(Referring expression data)
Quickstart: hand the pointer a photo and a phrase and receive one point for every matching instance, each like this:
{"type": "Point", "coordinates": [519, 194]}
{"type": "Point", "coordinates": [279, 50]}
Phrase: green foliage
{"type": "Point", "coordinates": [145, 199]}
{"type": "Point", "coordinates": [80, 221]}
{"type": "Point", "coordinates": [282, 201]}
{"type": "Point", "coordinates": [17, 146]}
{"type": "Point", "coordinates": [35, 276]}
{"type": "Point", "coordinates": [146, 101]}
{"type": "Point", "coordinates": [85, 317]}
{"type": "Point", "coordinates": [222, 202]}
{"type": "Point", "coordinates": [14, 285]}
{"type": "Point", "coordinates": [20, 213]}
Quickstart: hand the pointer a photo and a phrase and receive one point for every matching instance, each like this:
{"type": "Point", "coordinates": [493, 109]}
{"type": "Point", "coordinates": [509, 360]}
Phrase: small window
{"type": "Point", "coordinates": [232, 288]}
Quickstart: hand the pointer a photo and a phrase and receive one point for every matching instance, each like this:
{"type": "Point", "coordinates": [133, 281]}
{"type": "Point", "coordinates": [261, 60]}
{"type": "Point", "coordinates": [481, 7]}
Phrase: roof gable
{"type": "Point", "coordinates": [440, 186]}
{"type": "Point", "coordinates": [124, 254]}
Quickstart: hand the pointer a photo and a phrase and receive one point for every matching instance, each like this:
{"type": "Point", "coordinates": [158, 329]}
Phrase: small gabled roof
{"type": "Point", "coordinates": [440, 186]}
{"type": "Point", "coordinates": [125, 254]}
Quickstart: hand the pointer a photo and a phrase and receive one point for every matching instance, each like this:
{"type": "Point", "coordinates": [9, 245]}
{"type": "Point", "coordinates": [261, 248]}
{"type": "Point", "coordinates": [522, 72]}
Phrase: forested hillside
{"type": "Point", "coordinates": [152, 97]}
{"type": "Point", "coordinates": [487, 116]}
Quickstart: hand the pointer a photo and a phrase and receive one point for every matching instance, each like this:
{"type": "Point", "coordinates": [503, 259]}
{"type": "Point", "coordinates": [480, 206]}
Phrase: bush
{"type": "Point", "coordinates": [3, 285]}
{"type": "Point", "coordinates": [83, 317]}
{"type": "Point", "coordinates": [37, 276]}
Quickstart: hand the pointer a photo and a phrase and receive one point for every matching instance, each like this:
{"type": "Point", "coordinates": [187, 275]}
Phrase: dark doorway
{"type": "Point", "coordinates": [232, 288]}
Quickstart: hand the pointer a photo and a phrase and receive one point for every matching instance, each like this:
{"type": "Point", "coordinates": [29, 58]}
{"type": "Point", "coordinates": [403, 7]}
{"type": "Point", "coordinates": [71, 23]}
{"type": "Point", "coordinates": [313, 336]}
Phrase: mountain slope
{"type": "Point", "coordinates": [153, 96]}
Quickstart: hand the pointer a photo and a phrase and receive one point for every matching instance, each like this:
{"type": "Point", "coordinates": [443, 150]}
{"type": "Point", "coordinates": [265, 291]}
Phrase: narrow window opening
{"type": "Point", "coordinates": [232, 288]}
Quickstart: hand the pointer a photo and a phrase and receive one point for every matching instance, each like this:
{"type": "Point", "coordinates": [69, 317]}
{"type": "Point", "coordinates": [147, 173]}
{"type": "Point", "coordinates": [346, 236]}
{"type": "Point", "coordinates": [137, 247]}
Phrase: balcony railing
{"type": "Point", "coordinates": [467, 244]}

— EXERCISE DETAILS —
Please restate every line of the records exactly.

— EXERCISE ANSWER —
Quickstart: hand the pointer a photo and a phrase and receive one point for every matching instance, each like this:
{"type": "Point", "coordinates": [519, 194]}
{"type": "Point", "coordinates": [279, 50]}
Phrase: green foliage
{"type": "Point", "coordinates": [145, 199]}
{"type": "Point", "coordinates": [80, 221]}
{"type": "Point", "coordinates": [282, 201]}
{"type": "Point", "coordinates": [17, 146]}
{"type": "Point", "coordinates": [35, 276]}
{"type": "Point", "coordinates": [146, 101]}
{"type": "Point", "coordinates": [85, 317]}
{"type": "Point", "coordinates": [222, 202]}
{"type": "Point", "coordinates": [14, 285]}
{"type": "Point", "coordinates": [20, 213]}
Quickstart: hand the pointer a photo and a phrase and receive one point for every matching instance, each like this:
{"type": "Point", "coordinates": [493, 109]}
{"type": "Point", "coordinates": [509, 360]}
Phrase: small window
{"type": "Point", "coordinates": [232, 288]}
Quickstart: hand the pointer a photo and a phrase and receive one point for every matching instance, each like this:
{"type": "Point", "coordinates": [133, 281]}
{"type": "Point", "coordinates": [261, 60]}
{"type": "Point", "coordinates": [481, 7]}
Phrase: roof gable
{"type": "Point", "coordinates": [440, 186]}
{"type": "Point", "coordinates": [124, 254]}
Quickstart: hand the pointer a photo and a phrase and receive one point for every matching instance, each like this:
{"type": "Point", "coordinates": [158, 329]}
Phrase: small gabled roof
{"type": "Point", "coordinates": [440, 186]}
{"type": "Point", "coordinates": [125, 254]}
Quickstart: hand the pointer a photo and a phrase and receive one point for every matching instance, each like this:
{"type": "Point", "coordinates": [9, 245]}
{"type": "Point", "coordinates": [261, 248]}
{"type": "Point", "coordinates": [522, 72]}
Phrase: forested hillside
{"type": "Point", "coordinates": [152, 97]}
{"type": "Point", "coordinates": [487, 116]}
Quickstart: hand the pointer a photo and a phrase and receive one point for every matching instance, each like this:
{"type": "Point", "coordinates": [503, 259]}
{"type": "Point", "coordinates": [480, 206]}
Phrase: bush
{"type": "Point", "coordinates": [3, 285]}
{"type": "Point", "coordinates": [83, 317]}
{"type": "Point", "coordinates": [37, 276]}
Quickstart: hand the pointer a photo and a phrase and receive one point for every matching instance, each like this:
{"type": "Point", "coordinates": [187, 275]}
Phrase: dark doorway
{"type": "Point", "coordinates": [232, 288]}
Quickstart: hand the pointer a photo and a phrase and receive one point for every matching instance, each like this:
{"type": "Point", "coordinates": [29, 58]}
{"type": "Point", "coordinates": [403, 7]}
{"type": "Point", "coordinates": [71, 23]}
{"type": "Point", "coordinates": [313, 336]}
Phrase: mountain slope
{"type": "Point", "coordinates": [153, 96]}
Quickstart: hand the pointer a photo and a phrase and receive one point for every matching instance, each like this:
{"type": "Point", "coordinates": [443, 150]}
{"type": "Point", "coordinates": [265, 291]}
Phrase: narrow window opening
{"type": "Point", "coordinates": [232, 288]}
Quickstart: hand the pointer a photo and a phrase and receive one point for every matching instance, each like this:
{"type": "Point", "coordinates": [69, 317]}
{"type": "Point", "coordinates": [147, 173]}
{"type": "Point", "coordinates": [346, 236]}
{"type": "Point", "coordinates": [137, 247]}
Phrase: balcony railing
{"type": "Point", "coordinates": [467, 244]}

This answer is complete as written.